Extrait à lire:

******

Un « pier » est en anglais une jetée ou une digue. Rimbaud est tout
à fait susceptible d'avoir donné au mot « barbare » son sens antique d'étranger.
Il paraît difficile qu'une jetée soit bordée d'« arbres dépouillés ». J'imaginerais donc
plutôt une « foule » étrangère évoluant
sur une digue armaturée et/ou habillée en bois, peut-être un quai bâti sur pilotis,
longeant une grève rocailleuse ou traversant un terrain
vague 1. La
phrase est nominale : le texte s'annonce comme une suite de notations
descriptives lapidaires. Une série de « painted plates », en
somme.

******

Entrées du jeu de données

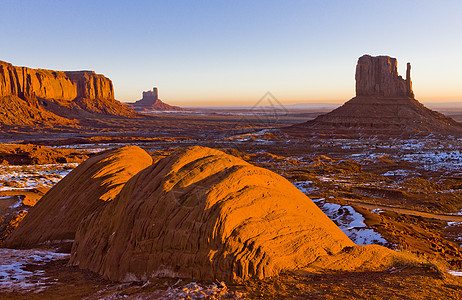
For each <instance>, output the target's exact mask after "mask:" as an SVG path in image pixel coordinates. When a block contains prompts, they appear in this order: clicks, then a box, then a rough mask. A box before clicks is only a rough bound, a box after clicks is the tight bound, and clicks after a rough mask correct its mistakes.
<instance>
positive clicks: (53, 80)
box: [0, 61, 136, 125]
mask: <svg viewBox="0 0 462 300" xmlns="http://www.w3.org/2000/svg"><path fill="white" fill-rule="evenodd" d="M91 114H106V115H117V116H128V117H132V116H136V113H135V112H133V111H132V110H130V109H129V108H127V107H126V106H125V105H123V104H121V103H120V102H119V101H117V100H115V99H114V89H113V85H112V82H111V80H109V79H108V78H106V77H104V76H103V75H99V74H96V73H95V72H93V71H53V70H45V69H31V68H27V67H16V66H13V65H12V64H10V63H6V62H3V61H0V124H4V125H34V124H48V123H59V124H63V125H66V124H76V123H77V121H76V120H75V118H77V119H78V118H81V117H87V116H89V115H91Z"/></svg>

******

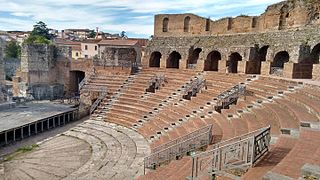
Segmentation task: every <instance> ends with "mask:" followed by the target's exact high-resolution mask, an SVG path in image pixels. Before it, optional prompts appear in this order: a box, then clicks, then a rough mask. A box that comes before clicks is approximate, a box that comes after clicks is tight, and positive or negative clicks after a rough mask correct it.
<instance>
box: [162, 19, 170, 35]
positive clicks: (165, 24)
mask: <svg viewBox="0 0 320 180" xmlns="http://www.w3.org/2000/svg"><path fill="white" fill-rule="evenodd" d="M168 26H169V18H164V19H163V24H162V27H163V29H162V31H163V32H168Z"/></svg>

******

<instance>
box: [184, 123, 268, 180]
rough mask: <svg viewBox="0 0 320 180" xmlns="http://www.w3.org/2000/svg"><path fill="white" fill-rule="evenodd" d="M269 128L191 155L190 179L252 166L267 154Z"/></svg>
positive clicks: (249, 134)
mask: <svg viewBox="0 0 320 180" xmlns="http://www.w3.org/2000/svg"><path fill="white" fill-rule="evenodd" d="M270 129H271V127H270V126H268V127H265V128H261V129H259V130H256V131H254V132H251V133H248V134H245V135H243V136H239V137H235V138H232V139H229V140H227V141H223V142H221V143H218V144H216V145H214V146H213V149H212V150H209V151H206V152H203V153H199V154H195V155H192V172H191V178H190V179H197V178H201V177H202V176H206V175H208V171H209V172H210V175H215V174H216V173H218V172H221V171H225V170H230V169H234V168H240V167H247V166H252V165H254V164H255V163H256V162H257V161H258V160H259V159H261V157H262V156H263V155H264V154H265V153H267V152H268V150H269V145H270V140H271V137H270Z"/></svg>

******

Consignes:
A. Réécrivez plus brièvement le paragraphe de l'extrait qui commence par les mots « Un « pier » est en anglais », en conservant ses faits principaux.
B. Selon l'extrait, quel sens antique Rimbaud a-t-il pu donner au mot « barbare » ?
C. Résumez l'extrait en deux phrases.

Réponses:
A. En anglais, un « pier » est une jetée ou une digue, et Rimbaud a pu donner à « barbare » son sens antique d'étranger. Une jetée bordée d'« arbres dépouillés » paraissant peu probable, on imagine plutôt une foule étrangère sur une digue armaturée ou habillée en bois, peut-être un quai sur pilotis, longeant une grève rocailleuse ou traversant un terrain vague. La phrase est nominale : le texte s'annonce comme une suite de notations descriptives lapidaires, une série de « painted plates ».

B. Le sens d'étranger.

C. Le mot anglais « pier » désignant une jetée ou une digue, et « barbare » pouvant signifier étranger, l'extrait y voit plutôt une foule étrangère évoluant sur une digue en bois, peut-être un quai sur pilotis. La phrase étant nominale, le texte s'annonce comme une suite de notations descriptives lapidaires, une série de « painted plates ».